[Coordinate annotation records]
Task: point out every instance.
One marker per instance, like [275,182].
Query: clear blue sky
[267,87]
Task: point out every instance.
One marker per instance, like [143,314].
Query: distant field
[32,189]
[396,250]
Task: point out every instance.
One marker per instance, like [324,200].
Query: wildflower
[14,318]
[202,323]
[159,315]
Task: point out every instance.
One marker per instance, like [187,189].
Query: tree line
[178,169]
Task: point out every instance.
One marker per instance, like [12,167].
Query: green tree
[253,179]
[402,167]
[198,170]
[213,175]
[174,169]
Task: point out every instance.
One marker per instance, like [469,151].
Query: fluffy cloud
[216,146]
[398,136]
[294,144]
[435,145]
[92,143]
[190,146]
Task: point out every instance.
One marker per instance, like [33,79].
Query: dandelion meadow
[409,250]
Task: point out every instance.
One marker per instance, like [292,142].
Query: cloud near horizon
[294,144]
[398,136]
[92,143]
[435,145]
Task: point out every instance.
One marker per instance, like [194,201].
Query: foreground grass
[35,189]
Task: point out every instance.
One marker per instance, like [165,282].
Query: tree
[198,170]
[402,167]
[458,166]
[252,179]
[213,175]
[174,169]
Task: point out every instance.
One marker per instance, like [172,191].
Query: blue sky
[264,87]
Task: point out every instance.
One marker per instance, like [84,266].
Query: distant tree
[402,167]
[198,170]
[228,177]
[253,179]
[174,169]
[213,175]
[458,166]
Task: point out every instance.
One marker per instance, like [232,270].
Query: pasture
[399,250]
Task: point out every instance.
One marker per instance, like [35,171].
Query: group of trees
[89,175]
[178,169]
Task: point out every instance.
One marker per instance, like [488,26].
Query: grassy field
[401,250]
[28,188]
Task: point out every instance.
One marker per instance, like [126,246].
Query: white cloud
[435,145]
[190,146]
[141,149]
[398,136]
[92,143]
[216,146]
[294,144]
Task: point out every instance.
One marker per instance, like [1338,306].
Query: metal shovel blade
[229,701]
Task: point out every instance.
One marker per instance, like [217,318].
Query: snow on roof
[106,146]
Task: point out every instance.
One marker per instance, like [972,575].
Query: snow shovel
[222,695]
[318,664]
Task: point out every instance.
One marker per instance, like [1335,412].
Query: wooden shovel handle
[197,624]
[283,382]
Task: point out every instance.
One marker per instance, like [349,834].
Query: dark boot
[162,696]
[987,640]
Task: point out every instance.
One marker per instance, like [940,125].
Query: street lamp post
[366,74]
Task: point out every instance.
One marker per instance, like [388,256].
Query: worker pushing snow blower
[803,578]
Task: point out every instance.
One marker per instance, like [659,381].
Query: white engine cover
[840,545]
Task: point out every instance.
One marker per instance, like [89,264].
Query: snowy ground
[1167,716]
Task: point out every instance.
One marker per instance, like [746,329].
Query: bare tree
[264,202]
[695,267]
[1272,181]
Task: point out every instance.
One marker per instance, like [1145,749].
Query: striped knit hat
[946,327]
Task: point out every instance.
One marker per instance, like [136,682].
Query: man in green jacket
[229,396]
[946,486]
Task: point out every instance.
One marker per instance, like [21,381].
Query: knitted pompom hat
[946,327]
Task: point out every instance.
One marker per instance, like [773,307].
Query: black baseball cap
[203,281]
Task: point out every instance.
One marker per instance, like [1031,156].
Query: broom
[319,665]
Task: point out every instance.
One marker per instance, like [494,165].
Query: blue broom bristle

--

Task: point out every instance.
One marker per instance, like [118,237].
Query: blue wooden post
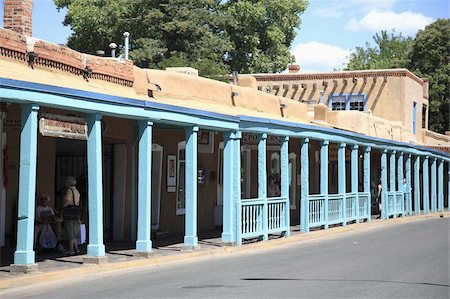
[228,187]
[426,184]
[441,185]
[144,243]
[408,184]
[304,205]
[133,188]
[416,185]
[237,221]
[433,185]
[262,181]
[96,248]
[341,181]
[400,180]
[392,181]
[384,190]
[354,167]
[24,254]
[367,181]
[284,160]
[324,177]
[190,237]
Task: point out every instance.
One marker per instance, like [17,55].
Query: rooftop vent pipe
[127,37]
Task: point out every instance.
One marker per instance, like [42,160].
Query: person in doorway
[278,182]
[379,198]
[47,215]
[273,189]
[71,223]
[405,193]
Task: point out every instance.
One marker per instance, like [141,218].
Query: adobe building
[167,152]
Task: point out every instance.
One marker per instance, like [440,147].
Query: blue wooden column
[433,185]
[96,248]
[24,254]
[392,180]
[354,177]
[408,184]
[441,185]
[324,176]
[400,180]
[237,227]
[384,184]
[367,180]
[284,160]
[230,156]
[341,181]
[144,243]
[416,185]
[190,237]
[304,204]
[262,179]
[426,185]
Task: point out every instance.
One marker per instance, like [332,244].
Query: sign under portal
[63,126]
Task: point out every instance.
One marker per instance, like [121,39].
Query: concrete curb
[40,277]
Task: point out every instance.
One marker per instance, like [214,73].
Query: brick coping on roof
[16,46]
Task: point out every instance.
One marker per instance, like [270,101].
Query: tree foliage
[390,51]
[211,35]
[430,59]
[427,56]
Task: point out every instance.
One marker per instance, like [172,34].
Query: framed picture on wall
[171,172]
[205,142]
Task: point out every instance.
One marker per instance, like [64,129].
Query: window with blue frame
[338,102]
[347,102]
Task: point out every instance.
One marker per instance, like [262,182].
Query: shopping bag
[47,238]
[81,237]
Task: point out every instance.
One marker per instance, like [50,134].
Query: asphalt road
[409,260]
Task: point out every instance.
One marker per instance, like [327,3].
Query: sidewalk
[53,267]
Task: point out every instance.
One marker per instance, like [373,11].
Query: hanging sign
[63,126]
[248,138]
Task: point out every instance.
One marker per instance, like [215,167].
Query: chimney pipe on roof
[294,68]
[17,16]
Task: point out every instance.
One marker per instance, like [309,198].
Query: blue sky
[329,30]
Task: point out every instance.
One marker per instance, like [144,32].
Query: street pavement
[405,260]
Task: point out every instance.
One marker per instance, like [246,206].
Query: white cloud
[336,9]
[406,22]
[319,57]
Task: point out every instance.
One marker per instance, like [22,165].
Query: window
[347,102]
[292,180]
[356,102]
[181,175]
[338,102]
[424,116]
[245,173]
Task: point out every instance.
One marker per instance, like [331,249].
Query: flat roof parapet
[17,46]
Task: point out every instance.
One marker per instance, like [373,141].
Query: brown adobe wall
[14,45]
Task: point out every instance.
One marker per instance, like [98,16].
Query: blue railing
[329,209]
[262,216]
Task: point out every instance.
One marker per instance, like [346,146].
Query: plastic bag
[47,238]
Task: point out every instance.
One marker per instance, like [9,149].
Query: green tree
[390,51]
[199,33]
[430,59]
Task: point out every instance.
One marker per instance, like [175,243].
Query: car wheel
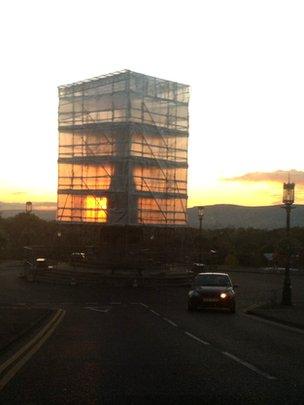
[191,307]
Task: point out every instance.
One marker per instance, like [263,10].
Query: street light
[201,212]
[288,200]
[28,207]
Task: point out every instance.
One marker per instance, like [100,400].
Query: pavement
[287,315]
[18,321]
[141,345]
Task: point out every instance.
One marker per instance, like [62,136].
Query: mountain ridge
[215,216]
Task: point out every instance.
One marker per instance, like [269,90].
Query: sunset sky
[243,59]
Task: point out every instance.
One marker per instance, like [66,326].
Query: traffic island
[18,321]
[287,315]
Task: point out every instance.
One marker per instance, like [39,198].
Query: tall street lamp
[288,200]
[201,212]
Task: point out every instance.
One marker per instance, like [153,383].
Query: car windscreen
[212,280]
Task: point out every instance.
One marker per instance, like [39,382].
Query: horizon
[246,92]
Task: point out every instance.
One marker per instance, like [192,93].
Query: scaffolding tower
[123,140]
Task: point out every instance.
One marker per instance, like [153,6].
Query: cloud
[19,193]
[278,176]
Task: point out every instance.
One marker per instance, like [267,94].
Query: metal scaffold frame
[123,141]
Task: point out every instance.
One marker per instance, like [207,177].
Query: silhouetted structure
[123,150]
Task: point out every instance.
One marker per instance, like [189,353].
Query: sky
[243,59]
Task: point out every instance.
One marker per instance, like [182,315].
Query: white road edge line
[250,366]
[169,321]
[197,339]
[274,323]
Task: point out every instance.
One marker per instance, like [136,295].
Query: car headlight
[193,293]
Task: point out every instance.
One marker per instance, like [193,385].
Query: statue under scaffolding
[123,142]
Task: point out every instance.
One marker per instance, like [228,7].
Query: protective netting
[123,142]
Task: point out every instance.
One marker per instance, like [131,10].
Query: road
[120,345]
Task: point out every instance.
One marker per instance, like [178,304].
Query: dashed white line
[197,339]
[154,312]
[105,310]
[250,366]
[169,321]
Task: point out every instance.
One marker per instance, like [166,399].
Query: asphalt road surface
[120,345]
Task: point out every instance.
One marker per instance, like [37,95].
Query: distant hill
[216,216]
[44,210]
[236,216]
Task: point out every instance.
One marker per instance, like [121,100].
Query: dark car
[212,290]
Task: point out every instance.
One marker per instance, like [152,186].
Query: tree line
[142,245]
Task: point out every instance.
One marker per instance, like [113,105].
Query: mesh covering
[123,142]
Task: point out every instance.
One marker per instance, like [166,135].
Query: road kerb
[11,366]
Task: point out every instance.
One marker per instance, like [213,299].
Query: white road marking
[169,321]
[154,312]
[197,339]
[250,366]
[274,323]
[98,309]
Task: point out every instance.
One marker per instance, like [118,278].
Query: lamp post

:: Goal of the exercise ::
Please show every line from the listing above that contains the word "white", copying each one in full.

:: Response to this exercise ::
Query: white cloud
Query: white engine cover
Query: white cloud
Query: white road edge line
Query: dashed white line
Query: white road marking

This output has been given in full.